■ **Short problem A**
Reproduce the passage on the sounds of the woods word for word, from its first sentence to its last.
■ **Short problem B**
Count how many lines of the entries contain the string "segment", treating uppercase and lowercase letters as different. Give only the number.

■ **Extract provided**
════════════════════
There is a murmur like unto many voices in the woods’ mysterious depths, as if Pan and his train of Oreads were holding a revel within. It is a combination of numerous sounds that produces these ceaseless whispers of the woods. You hear them in summer when the insect choirs are chanting an aërial melody and the hermit-thrush sings as if he had a soul; you hear them in winter when the wind sobs amid the needles of the pines, and the woodpecker’s hammer resounds unceasingly from hollow trees; you hear them now, on every hand, a chorus of voices, the forest’s pulsations—a palpable part and portion of its solitude. How weird the cry of the blue jay, the loon of the woods, whose startling scream sounds like that a faun might utter in despair! His sapphire coronet is not for you, however; he jeers at you in strident tones from his stronghold in the tree-tops, keeping close watch of you, but taking care to remain well out of range. Like his clamorous friend the crow, he has scented F. F. F. powder before. At intervals the airy treble of the tree-sparrow swells the sylvan choir—a minor but most melodious addition to the chorus. When the powdery snow patters upon the withered leaves and the stillness is otherwise almost unbroken, you may hear his carillon while he feeds on the tender buds of the sweet birch. “A merry heart goes all the day” is his motto and the tenor of his blithe refrain.
════════════════════
■ **The records**
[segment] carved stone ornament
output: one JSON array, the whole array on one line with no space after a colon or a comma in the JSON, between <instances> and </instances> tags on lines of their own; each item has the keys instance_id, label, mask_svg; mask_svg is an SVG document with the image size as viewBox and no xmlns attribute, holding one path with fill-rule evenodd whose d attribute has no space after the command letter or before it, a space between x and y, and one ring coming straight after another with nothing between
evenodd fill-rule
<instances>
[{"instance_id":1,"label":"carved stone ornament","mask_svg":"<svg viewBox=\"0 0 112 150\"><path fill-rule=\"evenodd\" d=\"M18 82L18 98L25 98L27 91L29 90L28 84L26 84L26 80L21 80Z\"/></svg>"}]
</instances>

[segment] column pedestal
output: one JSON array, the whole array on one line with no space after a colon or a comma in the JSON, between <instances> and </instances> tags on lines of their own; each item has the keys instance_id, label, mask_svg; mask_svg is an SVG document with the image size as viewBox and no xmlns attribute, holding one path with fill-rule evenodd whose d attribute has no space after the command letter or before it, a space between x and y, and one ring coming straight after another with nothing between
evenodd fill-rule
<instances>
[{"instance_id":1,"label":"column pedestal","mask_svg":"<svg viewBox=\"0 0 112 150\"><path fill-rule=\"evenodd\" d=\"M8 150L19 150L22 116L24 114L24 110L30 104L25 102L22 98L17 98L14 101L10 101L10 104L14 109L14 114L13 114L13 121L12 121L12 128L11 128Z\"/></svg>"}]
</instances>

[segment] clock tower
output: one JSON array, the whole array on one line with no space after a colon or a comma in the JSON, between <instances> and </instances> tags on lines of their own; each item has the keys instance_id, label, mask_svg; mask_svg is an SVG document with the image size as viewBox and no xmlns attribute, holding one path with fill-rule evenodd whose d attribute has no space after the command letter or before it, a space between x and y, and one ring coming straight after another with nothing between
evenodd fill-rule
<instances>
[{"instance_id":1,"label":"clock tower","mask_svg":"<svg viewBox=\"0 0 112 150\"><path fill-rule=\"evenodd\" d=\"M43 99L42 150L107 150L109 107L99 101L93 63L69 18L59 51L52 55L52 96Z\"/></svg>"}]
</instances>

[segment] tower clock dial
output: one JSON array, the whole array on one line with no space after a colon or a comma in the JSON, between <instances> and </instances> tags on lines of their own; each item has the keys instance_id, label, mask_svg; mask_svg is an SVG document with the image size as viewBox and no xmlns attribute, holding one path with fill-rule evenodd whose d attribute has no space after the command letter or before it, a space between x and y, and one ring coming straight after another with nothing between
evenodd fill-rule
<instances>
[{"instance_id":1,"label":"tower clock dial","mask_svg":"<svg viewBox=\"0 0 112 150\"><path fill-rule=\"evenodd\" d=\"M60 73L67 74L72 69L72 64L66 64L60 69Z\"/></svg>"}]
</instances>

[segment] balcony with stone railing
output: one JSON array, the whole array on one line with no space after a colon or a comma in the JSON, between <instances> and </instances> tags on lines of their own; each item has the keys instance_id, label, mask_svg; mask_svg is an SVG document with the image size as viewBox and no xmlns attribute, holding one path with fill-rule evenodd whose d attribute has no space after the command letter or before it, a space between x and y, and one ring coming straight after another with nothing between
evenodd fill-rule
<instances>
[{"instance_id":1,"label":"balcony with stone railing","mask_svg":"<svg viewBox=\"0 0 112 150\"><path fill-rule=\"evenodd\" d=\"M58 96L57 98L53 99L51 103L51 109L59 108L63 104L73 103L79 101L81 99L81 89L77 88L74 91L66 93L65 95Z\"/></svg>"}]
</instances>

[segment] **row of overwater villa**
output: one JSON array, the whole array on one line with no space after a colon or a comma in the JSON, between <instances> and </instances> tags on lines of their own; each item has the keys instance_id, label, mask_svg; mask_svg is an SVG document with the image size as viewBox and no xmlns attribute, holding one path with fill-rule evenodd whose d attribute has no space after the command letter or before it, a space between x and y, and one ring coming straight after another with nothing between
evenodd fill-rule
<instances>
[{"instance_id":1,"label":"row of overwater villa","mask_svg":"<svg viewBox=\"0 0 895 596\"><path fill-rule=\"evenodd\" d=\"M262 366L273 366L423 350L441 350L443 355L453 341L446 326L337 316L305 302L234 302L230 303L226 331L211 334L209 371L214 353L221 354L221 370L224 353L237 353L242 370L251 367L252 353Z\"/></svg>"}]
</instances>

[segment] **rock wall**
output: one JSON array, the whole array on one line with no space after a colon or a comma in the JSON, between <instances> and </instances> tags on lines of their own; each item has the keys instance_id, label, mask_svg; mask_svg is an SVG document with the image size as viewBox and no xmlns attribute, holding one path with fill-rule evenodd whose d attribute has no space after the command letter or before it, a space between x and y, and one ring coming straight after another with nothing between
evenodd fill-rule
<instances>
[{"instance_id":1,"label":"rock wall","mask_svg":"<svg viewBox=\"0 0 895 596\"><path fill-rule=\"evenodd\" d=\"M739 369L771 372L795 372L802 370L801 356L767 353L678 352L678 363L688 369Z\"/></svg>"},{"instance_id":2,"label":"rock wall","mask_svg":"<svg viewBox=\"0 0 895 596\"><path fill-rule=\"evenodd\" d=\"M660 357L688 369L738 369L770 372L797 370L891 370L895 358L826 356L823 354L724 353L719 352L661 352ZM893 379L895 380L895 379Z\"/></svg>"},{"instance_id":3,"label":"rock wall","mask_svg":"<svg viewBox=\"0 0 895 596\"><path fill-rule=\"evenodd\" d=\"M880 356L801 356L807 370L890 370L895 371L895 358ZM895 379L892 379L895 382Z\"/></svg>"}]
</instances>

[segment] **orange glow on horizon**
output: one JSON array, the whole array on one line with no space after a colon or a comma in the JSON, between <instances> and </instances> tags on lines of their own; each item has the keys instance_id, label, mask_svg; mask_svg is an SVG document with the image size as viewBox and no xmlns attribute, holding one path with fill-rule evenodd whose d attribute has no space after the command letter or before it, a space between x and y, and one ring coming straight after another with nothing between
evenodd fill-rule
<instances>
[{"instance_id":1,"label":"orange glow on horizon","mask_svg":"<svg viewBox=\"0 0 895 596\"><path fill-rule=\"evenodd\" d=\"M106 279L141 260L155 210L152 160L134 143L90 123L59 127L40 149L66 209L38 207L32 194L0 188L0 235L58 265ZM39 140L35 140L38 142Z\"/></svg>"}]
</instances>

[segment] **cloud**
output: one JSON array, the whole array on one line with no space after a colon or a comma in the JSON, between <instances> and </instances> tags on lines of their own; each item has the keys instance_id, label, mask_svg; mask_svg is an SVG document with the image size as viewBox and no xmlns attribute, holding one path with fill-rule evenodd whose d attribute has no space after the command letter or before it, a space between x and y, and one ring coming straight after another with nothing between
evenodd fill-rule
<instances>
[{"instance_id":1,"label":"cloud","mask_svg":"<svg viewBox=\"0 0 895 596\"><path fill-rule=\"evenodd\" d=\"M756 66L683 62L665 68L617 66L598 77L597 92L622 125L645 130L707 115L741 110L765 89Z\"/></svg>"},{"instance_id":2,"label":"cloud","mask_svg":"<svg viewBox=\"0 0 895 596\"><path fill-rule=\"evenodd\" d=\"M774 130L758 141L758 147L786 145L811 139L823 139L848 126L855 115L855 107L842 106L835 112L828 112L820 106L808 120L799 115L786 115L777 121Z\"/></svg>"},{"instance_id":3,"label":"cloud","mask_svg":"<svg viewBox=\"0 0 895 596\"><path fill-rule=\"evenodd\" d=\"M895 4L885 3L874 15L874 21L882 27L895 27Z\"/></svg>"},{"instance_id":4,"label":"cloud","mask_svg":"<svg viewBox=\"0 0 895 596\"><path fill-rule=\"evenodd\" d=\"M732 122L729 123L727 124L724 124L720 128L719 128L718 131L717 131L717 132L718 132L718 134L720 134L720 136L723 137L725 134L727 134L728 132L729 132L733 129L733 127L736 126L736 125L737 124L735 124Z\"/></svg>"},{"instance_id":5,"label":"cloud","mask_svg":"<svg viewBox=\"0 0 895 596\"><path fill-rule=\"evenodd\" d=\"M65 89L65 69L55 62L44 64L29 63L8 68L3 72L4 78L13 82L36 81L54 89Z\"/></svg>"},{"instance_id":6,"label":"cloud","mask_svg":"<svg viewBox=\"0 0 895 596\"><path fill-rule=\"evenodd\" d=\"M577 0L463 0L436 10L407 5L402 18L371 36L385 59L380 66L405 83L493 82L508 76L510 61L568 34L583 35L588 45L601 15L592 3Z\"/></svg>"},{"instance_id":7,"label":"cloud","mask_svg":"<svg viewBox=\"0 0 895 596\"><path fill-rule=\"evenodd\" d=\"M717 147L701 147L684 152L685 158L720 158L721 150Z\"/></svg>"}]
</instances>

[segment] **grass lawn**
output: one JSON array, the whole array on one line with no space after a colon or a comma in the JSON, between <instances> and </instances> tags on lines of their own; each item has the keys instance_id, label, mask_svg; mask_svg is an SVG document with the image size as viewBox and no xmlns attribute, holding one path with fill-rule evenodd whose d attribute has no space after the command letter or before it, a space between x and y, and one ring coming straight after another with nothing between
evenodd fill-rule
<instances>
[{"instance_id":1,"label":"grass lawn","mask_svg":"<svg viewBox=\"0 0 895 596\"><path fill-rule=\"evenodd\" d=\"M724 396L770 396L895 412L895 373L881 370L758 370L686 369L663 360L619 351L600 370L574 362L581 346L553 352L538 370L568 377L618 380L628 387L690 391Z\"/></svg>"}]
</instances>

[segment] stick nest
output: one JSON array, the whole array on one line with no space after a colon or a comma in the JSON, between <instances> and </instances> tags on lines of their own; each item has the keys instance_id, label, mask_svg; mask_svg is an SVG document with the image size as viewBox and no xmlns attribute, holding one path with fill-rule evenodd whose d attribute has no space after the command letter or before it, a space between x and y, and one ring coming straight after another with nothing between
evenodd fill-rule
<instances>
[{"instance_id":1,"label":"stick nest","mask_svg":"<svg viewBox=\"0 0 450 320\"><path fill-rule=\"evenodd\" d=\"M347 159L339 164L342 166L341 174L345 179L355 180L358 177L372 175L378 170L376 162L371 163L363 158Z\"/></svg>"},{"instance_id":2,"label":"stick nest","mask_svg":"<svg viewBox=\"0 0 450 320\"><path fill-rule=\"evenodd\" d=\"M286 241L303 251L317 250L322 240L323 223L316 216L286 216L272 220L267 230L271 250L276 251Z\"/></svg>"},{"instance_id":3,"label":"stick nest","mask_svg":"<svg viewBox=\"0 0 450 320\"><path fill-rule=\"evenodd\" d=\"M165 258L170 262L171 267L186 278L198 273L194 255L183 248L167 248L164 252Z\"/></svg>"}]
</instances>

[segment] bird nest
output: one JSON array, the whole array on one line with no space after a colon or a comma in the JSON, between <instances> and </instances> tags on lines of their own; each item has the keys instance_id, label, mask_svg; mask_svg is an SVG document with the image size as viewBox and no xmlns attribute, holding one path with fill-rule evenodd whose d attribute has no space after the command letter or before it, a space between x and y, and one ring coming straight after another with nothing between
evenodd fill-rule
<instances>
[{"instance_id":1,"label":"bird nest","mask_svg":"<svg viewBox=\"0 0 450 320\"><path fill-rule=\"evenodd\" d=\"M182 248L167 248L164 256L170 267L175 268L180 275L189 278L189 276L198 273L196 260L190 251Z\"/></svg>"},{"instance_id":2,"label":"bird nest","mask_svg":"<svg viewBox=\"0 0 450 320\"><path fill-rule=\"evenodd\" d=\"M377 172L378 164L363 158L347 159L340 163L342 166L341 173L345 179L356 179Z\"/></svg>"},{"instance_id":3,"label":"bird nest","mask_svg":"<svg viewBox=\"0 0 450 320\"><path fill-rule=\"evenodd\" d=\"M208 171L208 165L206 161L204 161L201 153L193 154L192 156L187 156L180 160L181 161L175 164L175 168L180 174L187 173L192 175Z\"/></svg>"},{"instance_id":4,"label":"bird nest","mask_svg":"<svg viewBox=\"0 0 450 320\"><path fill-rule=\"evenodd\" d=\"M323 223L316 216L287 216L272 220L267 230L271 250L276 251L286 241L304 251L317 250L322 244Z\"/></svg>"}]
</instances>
════════════════════
■ **Task output A**
There is a murmur like unto many voices in the woods’ mysterious depths, as if Pan and his train of Oreads were holding a revel within. It is a combination of numerous sounds that produces these ceaseless whispers of the woods. You hear them in summer when the insect choirs are chanting an aërial melody and the hermit-thrush sings as if he had a soul; you hear them in winter when the wind sobs amid the needles of the pines, and the woodpecker’s hammer resounds unceasingly from hollow trees; you hear them now, on every hand, a chorus of voices, the forest’s pulsations—a palpable part and portion of its solitude. How weird the cry of the blue jay, the loon of the woods, whose startling scream sounds like that a faun might utter in despair! His sapphire coronet is not for you, however; he jeers at you in strident tones from his stronghold in the tree-tops, keeping close watch of you, but taking care to remain well out of range. Like his clamorous friend the crow, he has scented F. F. F. powder before. At intervals the airy treble of the tree-sparrow swells the sylvan choir—a minor but most melodious addition to the chorus. When the powdery snow patters upon the withered leaves and the stillness is otherwise almost unbroken, you may hear his carillon while he feeds on the tender buds of the sweet birch. “A merry heart goes all the day” is his motto and the tenor of his blithe refrain.

■ **Task output B**
12